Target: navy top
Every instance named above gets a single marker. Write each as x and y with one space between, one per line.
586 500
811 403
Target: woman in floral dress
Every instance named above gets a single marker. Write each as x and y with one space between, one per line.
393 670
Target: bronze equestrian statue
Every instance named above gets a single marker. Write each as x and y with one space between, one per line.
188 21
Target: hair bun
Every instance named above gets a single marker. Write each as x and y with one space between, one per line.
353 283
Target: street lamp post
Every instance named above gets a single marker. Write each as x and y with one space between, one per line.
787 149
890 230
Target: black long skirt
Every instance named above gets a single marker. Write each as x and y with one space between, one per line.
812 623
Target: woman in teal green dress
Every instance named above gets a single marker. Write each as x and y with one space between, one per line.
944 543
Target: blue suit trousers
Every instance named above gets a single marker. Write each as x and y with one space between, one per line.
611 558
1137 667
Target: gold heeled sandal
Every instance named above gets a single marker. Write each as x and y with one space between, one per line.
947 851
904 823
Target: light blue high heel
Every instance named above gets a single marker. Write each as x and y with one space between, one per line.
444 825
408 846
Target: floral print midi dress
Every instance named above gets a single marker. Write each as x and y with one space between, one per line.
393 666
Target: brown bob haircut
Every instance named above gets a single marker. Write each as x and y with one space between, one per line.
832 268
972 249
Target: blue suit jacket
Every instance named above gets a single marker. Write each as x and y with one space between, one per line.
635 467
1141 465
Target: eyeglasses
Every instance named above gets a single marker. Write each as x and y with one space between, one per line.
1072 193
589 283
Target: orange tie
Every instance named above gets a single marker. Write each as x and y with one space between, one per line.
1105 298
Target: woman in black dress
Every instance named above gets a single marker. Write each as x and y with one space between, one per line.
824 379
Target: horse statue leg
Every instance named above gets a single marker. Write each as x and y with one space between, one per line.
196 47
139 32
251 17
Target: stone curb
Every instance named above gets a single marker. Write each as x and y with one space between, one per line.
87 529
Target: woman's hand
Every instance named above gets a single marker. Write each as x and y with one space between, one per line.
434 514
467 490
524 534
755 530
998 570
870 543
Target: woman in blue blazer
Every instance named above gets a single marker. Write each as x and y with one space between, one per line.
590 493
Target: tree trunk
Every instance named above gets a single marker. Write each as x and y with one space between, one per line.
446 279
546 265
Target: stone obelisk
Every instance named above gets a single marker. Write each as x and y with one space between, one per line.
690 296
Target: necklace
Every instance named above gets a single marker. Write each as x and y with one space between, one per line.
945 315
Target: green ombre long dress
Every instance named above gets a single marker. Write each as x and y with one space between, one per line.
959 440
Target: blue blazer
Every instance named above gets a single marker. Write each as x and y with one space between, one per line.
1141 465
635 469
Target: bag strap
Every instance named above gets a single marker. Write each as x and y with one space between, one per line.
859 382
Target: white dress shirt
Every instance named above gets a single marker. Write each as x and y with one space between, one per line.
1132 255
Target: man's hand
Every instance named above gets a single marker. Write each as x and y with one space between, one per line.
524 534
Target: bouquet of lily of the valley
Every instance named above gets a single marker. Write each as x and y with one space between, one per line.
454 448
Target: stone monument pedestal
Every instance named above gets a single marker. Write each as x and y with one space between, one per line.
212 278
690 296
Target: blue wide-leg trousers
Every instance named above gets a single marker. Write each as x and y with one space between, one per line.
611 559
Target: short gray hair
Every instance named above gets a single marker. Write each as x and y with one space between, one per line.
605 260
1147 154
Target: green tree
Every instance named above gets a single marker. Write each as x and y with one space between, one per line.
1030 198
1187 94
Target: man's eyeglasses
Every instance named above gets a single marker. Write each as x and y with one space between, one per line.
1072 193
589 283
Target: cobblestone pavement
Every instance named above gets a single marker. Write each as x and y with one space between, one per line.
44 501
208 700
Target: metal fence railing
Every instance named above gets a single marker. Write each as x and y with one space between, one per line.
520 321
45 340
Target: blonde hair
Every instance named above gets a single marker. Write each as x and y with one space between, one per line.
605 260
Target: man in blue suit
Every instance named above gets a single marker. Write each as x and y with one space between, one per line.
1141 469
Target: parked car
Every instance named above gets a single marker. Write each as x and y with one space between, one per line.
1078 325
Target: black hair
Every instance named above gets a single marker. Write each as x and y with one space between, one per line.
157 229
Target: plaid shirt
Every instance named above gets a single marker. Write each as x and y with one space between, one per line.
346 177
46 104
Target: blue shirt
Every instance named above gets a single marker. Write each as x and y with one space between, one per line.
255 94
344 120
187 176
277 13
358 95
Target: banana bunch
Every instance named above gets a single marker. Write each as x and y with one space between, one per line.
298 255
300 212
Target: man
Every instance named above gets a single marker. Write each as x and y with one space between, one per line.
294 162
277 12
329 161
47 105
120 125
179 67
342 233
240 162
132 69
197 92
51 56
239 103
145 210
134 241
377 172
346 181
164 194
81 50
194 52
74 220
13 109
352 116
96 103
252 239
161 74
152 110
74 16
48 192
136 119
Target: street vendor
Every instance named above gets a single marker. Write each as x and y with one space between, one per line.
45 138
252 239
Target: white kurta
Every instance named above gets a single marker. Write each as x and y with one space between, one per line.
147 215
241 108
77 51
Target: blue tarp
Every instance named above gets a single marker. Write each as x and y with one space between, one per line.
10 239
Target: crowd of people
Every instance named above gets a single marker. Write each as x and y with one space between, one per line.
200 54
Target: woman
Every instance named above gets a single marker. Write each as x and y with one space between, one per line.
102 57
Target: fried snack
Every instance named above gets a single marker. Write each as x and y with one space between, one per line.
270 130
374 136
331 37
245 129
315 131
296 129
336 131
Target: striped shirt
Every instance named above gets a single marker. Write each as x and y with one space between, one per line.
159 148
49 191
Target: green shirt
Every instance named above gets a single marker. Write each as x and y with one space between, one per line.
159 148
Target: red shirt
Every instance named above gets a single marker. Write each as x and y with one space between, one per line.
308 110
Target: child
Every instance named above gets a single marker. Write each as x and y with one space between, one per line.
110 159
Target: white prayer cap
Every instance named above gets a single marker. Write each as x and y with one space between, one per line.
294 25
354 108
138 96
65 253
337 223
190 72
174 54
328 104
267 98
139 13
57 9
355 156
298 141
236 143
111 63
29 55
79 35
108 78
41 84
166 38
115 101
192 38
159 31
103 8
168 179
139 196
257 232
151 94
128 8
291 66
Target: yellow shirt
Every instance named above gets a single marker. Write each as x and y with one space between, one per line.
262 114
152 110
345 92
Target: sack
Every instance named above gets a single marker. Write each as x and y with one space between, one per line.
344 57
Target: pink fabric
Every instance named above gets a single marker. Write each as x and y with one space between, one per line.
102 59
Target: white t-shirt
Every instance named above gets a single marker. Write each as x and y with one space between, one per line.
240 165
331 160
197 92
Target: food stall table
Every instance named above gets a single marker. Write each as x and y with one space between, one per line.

...

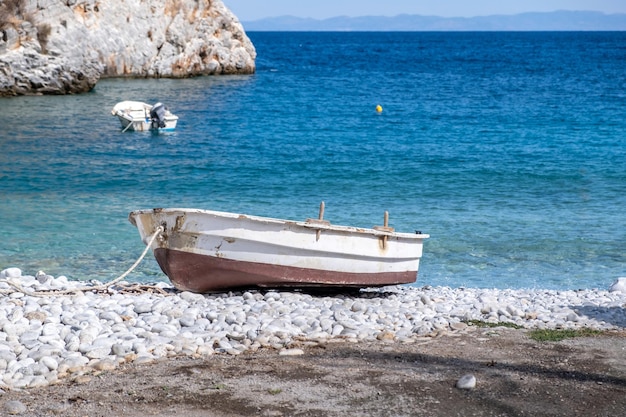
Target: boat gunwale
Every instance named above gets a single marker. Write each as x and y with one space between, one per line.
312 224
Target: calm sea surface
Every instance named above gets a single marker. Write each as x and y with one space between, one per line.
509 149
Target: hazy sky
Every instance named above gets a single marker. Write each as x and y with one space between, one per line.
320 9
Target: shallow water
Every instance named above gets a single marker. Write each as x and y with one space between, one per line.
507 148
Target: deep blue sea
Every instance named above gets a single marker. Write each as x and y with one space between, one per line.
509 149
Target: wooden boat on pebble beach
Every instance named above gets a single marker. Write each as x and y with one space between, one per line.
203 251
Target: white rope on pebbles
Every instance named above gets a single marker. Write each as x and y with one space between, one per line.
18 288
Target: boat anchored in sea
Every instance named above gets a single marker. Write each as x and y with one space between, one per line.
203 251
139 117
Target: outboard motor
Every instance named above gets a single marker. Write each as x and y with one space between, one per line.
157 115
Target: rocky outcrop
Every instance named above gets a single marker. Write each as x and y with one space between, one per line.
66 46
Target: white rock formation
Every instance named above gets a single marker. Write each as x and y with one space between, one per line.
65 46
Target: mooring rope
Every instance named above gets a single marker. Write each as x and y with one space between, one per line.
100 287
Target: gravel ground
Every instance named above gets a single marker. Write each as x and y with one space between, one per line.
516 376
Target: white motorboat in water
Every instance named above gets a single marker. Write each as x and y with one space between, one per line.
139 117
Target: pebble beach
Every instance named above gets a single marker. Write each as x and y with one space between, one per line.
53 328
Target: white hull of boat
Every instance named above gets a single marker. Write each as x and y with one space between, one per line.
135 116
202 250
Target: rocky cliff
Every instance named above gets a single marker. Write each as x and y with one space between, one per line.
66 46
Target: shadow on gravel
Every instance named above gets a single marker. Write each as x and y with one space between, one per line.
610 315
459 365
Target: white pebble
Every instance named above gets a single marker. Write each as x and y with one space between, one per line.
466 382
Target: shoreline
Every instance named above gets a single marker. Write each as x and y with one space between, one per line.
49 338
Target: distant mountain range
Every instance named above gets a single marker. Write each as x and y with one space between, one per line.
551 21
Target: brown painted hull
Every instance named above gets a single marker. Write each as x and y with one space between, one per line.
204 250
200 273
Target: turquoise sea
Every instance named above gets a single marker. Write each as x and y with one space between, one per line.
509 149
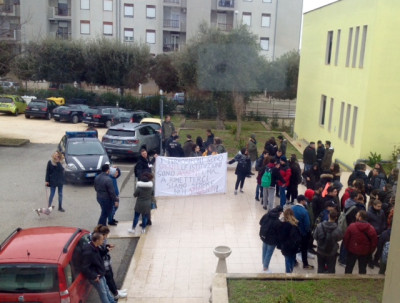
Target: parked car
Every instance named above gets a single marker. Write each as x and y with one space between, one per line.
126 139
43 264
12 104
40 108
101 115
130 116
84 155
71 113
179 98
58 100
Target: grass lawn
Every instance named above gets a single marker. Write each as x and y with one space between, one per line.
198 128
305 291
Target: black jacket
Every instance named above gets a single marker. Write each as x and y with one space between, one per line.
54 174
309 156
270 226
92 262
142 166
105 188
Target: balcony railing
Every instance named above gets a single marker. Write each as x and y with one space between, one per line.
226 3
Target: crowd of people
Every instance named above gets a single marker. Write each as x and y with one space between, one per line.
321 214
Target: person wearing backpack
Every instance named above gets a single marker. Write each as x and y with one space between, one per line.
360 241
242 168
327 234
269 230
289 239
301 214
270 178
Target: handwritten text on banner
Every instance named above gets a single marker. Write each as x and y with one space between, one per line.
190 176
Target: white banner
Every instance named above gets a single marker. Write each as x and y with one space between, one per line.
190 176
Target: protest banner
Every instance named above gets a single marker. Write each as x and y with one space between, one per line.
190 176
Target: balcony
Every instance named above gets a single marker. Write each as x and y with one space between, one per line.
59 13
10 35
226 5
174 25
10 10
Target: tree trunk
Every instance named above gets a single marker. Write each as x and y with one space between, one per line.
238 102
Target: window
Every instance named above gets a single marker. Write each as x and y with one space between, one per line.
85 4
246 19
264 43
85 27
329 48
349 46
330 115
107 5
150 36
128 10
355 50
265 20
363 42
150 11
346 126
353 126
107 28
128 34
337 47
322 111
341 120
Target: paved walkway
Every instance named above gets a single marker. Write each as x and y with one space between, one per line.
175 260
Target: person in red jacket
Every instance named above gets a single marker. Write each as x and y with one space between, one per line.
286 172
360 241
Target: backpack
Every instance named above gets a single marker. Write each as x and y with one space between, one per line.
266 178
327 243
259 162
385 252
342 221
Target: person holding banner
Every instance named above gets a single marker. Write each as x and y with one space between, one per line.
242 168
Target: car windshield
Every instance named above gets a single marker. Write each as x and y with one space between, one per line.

* * *

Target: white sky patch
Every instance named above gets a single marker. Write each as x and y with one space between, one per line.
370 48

# Exercise:
Return each line from the records that contains the string "shirt". Case counts.

# Written response:
Target: white dress shirt
Target: plaid shirt
Target: blue shirt
Target: striped shirt
Target: green shirt
Target: red shirt
Target: yellow shirt
Target: white t-shirt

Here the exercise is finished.